* **原文节选**:
Press "Enter" to skip to content

活体检测很复杂?仅使用opencv就能实现!(附源码)

摘要: 活体检测在各行各业应用比较广泛,如何实现一个活体检测系统呢?早期实现很困难,现在仅使用opencv即可实现,快来尝试一下吧。

 

 

什幺是活体检测,为什幺需要它?

 

随着时代的发展,人脸识别系统的应用也正变得比以往任何时候都更加普遍。从智能手机上的人脸识别解锁、到人脸识别打卡、门禁系统等,人脸识别系统正在各行各业得到应用。然而,人脸识别系统很容易被“非真实”的面孔所欺骗。比如将人的照片放在人脸识别相机,就可以骗过人脸识别系统,让其识别为人脸。

 

为了使人脸识别系统更安全,我们不仅要识别出人脸,还需要能够检测其是否为真实面部,这就要用到活体检测了。

 

 

目前有许多活体检测方法,包括:

纹理分析(Texture analysis),包括计算面部区域上的局部二进制模式(LBP)并使用SVM将面部分类为真脸或假脸;
频率分析(Frequency analysis),例如检查面部的傅里叶域;
可变聚焦分析(ariable focusing analysis),例如检查两个连续帧之间的像素值的变化。
基于启发式的算法(Heuristic-based algorithms),包括眼球运动、嘴唇运动和眨眼检测;
光流算法(Optical Flow algorithms),即检查从3D对象和2D平面生成的光流的差异和属性;
3D脸部形状,类似于Apple的iPhone脸部识别系统所使用的脸部形状,使脸部识别系统能够区分真人脸部和其他人的打印输出的照片图像;

面部识别系统工程师可以组合上述方法挑选和选择适合于其特定应用的活体检测模型。但本教程将采用图像处理中常用方法——卷积神经网络(CNN)来构建一个能够区分真实面部和假面部的深度神经网络(称之为“LivenessNet”网络),将活体检测视为二元分类问题。

 

首先检查一下数据集。

 

活动检测视频

 

 

为了让例子更加简单明了,本文构建的活体检测器将侧重于区分真实面孔与屏幕上的欺骗面孔。且该算法可以很容易地扩展到其他类型的欺骗面孔,包括打印输出、高分辨率打印等。

 

活体检测数据集来源:

iPhone纵向/自拍;
录制了一段约25秒在办公室里走来走去的视频;
重播了相同的25秒视频,iPhone重录视频;
获得两个示例视频,一个用于“真实”面部,另一个用于“假/欺骗”面部。
最后,将面部检测应用于两组视频,以提取两个类的单个面部区域。

项目结构

 

$ tree --dirsfirst --filelimit 10
.

* **存储条目**:
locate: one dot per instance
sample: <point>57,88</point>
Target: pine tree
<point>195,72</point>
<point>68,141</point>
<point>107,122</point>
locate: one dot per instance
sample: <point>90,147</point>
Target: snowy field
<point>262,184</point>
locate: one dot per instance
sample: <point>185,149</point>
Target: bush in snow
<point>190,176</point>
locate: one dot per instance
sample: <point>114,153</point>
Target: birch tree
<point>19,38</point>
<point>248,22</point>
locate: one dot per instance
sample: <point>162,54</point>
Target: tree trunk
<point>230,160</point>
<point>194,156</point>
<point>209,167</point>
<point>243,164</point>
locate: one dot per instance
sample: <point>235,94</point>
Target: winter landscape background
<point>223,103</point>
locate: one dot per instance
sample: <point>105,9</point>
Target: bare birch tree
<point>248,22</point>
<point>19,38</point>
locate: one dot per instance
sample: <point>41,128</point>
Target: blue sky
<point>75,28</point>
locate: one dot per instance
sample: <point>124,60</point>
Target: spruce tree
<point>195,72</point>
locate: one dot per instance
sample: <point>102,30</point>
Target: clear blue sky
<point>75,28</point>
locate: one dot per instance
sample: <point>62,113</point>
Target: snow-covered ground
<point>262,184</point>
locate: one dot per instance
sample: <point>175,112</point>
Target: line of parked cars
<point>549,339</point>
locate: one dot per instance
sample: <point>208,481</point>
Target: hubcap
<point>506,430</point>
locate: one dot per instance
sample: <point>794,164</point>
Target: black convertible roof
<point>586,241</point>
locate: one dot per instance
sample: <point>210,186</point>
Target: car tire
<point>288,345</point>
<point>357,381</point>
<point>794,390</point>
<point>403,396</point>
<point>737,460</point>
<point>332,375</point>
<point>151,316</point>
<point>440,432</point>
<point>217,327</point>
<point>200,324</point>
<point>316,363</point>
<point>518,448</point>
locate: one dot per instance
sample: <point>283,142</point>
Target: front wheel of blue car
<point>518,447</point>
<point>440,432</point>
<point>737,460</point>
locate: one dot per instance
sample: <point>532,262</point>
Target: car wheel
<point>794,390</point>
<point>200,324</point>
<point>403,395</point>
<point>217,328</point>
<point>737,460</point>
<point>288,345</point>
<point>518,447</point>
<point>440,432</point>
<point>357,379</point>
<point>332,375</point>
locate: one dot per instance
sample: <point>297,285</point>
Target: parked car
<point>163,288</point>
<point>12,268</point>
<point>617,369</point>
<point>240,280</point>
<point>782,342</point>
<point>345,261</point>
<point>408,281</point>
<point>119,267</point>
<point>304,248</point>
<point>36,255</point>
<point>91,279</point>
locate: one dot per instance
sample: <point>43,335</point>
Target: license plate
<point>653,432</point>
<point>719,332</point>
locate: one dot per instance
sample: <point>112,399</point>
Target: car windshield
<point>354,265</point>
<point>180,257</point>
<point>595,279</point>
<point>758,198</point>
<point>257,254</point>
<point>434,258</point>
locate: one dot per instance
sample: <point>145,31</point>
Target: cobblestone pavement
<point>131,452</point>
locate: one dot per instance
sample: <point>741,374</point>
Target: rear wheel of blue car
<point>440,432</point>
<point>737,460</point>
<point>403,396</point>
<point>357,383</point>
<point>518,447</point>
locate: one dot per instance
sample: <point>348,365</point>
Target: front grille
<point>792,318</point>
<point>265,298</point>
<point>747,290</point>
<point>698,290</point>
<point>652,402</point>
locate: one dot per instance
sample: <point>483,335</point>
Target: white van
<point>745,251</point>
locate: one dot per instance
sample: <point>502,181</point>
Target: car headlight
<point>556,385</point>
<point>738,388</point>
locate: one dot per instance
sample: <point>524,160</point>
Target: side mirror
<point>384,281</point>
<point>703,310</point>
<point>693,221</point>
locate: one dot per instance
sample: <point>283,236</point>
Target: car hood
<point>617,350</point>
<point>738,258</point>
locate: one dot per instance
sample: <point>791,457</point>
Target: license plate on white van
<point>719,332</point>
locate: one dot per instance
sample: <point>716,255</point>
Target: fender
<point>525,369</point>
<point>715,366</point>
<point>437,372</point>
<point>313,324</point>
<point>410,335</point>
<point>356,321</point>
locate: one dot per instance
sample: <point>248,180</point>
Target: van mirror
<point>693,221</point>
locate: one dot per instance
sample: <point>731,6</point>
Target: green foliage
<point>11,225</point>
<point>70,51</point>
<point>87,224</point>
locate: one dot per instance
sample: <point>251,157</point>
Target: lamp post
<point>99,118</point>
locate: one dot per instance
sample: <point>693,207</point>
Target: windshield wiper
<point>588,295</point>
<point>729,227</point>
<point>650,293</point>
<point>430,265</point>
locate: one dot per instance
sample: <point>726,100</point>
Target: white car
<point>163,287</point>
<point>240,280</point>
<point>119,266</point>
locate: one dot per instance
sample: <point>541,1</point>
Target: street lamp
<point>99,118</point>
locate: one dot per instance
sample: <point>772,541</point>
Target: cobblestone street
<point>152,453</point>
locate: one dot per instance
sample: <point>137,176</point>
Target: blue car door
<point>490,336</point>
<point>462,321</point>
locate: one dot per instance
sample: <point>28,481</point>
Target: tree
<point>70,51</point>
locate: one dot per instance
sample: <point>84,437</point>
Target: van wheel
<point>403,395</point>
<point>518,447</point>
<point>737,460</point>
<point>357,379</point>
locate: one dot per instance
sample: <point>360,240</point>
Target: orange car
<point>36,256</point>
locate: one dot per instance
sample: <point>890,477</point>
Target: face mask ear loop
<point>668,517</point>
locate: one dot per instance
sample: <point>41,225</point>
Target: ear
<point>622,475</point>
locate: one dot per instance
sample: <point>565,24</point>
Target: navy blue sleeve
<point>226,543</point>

* **题目要求**:
把原文节选中从“为了让例子更加简单明了,本文”到“最后,将面部检测应用于两组视频,以提取两个类的单个面部区域。”的这段文字一字不改地抄写下来。

* **正确结果**:
为了让例子更加简单明了,本文构建的活体检测器将侧重于区分真实面孔与屏幕上的欺骗面孔。且该算法可以很容易地扩展到其他类型的欺骗面孔,包括打印输出、高分辨率打印等。

 

活体检测数据集来源:

iPhone纵向/自拍;
录制了一段约25秒在办公室里走来走去的视频;
重播了相同的25秒视频,iPhone重录视频;
获得两个示例视频,一个用于“真实”面部,另一个用于“假/欺骗”面部。
最后,将面部检测应用于两组视频,以提取两个类的单个面部区域。